> _SUPPLIED ENTRIES_

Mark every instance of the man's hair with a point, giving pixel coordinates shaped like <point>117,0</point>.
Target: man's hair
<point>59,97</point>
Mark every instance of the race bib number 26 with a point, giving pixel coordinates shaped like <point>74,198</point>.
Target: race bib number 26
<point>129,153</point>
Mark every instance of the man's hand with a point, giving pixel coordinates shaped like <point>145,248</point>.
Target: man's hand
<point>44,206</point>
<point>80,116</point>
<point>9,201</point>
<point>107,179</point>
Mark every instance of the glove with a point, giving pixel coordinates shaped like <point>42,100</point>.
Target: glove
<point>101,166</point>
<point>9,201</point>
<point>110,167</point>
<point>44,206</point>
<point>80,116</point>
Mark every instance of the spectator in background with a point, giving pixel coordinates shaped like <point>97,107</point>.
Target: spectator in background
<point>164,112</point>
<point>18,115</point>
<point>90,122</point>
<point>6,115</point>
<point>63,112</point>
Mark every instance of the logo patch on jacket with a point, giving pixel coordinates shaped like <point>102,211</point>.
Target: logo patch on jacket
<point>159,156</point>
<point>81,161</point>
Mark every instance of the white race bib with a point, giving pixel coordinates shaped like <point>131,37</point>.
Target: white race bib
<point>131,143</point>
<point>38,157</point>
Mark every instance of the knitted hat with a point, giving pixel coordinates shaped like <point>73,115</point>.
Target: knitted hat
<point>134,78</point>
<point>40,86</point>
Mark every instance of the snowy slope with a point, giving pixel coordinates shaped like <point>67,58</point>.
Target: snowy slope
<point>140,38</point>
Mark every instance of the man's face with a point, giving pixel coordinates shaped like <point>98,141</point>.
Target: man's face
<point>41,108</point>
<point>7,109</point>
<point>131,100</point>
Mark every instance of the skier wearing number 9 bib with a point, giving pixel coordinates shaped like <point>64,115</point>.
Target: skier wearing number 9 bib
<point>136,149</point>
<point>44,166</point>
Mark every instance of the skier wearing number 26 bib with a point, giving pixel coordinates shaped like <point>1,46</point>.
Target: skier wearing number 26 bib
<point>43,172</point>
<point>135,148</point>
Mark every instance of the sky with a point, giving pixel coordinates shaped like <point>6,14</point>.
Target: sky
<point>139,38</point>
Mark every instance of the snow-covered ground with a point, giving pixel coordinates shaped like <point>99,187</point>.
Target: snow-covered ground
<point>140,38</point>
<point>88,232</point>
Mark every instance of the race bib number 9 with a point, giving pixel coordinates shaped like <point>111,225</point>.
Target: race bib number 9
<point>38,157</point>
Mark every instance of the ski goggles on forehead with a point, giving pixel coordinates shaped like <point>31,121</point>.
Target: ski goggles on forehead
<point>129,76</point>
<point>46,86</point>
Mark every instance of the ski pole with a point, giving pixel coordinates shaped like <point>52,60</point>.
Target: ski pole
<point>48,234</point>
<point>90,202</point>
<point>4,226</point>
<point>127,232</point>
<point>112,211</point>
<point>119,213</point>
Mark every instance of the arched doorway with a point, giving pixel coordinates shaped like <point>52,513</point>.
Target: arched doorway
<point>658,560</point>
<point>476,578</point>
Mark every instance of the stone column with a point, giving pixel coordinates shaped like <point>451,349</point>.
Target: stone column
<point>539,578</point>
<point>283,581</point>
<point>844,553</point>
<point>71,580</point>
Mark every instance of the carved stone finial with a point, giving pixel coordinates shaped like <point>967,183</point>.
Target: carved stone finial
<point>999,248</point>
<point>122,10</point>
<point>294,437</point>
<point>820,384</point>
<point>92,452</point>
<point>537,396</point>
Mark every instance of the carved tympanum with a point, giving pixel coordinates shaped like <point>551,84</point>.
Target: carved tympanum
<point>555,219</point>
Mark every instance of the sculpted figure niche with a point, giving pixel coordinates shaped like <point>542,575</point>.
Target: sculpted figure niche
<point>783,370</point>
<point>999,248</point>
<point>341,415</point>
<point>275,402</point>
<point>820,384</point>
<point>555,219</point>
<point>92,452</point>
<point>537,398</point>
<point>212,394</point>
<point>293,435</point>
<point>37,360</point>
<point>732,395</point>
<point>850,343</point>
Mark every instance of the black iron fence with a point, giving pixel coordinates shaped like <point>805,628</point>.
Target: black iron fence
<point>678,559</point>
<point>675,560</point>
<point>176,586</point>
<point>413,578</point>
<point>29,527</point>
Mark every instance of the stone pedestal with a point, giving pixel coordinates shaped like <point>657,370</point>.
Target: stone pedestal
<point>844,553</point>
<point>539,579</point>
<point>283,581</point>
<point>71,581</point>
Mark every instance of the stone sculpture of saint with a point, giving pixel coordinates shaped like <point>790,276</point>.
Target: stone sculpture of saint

> _TO DO_
Update the lines above, changing every "pixel coordinates" to "point coordinates" and keeping everything else unchanged.

> _EXPECTED ANSWER_
Mark every instance of the man's hair with a point, giving point coordinates shaped like <point>117,0</point>.
Target: man's hair
<point>59,97</point>
Mark every instance of the race bib number 26 with a point, giving point coordinates shaped like <point>74,198</point>.
Target: race bib number 26
<point>129,153</point>
Mark every instance of the man's hand with a point, giving point coordinates shaped like <point>145,248</point>.
Target: man's hand
<point>44,206</point>
<point>80,116</point>
<point>9,201</point>
<point>107,179</point>
Mark every instance of the glove with a point, giving point coordinates shaped like <point>42,100</point>.
Target: glove
<point>101,166</point>
<point>9,201</point>
<point>110,167</point>
<point>44,206</point>
<point>80,116</point>
Mark every instance of the spectator in background with a point, giving point coordinates shaped like <point>97,107</point>.
Target: spectator in background
<point>164,112</point>
<point>18,115</point>
<point>90,122</point>
<point>6,115</point>
<point>63,112</point>
Mark every instance of the logo patch on jacket with a point, giving point coordinates shaped like <point>102,211</point>.
Target: logo patch on jacket
<point>159,156</point>
<point>81,161</point>
Mark every instance of the white race bib with a point, giving point coordinates shaped like <point>131,37</point>.
Target: white race bib
<point>131,143</point>
<point>38,157</point>
Mark every instance of the knitted hat with a point, giving point coordinates shaped like <point>73,115</point>.
Target: knitted hat
<point>134,78</point>
<point>40,86</point>
Mark every instance of the snowy slope with a point, giving point coordinates shaped like <point>67,58</point>.
Target: snowy slope
<point>140,38</point>
Mark every instance of the man's face with a point, giving point coordinates shaped like <point>98,141</point>.
Target: man's face
<point>41,108</point>
<point>7,109</point>
<point>131,100</point>
Mark every instance of the skier wearing number 9 bib with a point, giving point coordinates shaped like <point>64,115</point>.
Target: skier wearing number 9 bib
<point>136,149</point>
<point>44,166</point>
Mark every instance of the skier wearing number 26 bib with a point, giving point coordinates shaped like <point>1,46</point>.
Target: skier wearing number 26 bib
<point>43,172</point>
<point>135,148</point>
Mark every instance of the sky with a point, giving point coordinates shaped like <point>6,14</point>.
Target: sky
<point>139,38</point>
Mark every instance of the snow-covered ground with a point, giving point coordinates shaped like <point>99,187</point>.
Target: snow-covered ground
<point>140,38</point>
<point>88,232</point>
Mark every instance of the race bib number 9 with a point, giving point coordinates shaped like <point>111,225</point>.
Target: race bib number 9
<point>38,157</point>
Mark every instance of the ski goggles on forehead with a point, giving point coordinates shaped like <point>31,121</point>.
Target: ski goggles on forehead
<point>129,76</point>
<point>46,86</point>
Mark every instance of the ski pole with a point, giving point coordinates shaped like <point>52,60</point>.
Target: ski pole
<point>48,234</point>
<point>90,202</point>
<point>4,226</point>
<point>127,232</point>
<point>112,211</point>
<point>119,213</point>
Mark every instance of the arched doorway with a point, giving point coordinates shaped like <point>52,513</point>.
Target: arched doorway
<point>658,560</point>
<point>476,578</point>
Mark every instance of the stone column with a point, giving point coordinates shaped like <point>451,349</point>.
Target: stone column
<point>539,578</point>
<point>283,581</point>
<point>844,553</point>
<point>71,580</point>
Mark every instance of the carved stone finial with a point, giving point coordinates shaped like <point>967,183</point>.
Target: carved stone finial
<point>999,248</point>
<point>122,10</point>
<point>294,437</point>
<point>820,384</point>
<point>92,452</point>
<point>537,396</point>
Mark every instance of the carved tympanum with a point, giving point coordinates shaped like <point>551,84</point>.
Target: carved tympanum
<point>555,219</point>
Mark every instance of the sculpted figure niche with a point, giving point coordinates shaped like <point>542,575</point>.
Target: sculpted figure niche
<point>783,370</point>
<point>999,248</point>
<point>341,415</point>
<point>275,402</point>
<point>820,384</point>
<point>555,219</point>
<point>92,452</point>
<point>537,398</point>
<point>212,394</point>
<point>293,435</point>
<point>37,360</point>
<point>732,395</point>
<point>850,343</point>
Mark every instance of the black iron fence with a point, giving point coordinates shaped like <point>805,628</point>.
Target: black iron fence
<point>678,559</point>
<point>675,560</point>
<point>176,586</point>
<point>413,578</point>
<point>29,527</point>
Mark every instance of the stone pedestal with a point, giving point coordinates shaped like <point>657,370</point>.
Target: stone pedestal
<point>844,553</point>
<point>539,579</point>
<point>283,581</point>
<point>71,581</point>
Mark every instance of the stone sculpture of saint with a point, giving point coordinates shaped like <point>790,276</point>.
Target: stone sculpture of saint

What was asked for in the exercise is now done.